Problem statement: Select and copy out every line in the records containing "shoreline".

Records to process:
↓
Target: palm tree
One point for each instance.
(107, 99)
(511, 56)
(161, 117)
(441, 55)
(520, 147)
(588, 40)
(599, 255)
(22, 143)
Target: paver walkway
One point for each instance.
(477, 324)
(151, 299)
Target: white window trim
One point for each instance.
↑
↓
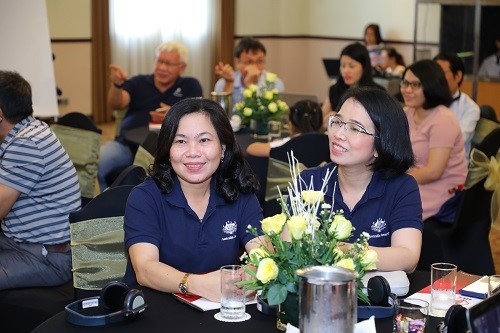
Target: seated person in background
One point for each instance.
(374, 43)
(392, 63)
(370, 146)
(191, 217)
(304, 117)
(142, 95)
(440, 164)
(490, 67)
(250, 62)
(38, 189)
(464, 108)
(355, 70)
↑
↓
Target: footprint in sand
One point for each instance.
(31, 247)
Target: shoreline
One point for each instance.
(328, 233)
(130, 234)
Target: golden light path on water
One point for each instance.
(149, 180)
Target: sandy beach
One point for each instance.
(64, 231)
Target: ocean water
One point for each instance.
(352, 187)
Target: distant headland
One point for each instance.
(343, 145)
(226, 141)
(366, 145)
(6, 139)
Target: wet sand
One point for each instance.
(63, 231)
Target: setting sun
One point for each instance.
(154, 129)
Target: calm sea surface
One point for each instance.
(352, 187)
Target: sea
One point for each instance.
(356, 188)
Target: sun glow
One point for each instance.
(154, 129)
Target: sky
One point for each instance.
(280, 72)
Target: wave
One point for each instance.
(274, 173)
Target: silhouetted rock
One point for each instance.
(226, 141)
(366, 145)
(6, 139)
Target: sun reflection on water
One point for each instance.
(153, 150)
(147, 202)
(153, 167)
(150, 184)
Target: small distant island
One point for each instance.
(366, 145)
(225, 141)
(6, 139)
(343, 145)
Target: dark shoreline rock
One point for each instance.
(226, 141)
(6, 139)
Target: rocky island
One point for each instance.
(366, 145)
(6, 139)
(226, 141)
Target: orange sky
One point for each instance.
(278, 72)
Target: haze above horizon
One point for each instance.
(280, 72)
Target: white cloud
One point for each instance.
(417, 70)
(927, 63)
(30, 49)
↑
Reply to the task:
Target: shoreline
Target: dark shoreline rock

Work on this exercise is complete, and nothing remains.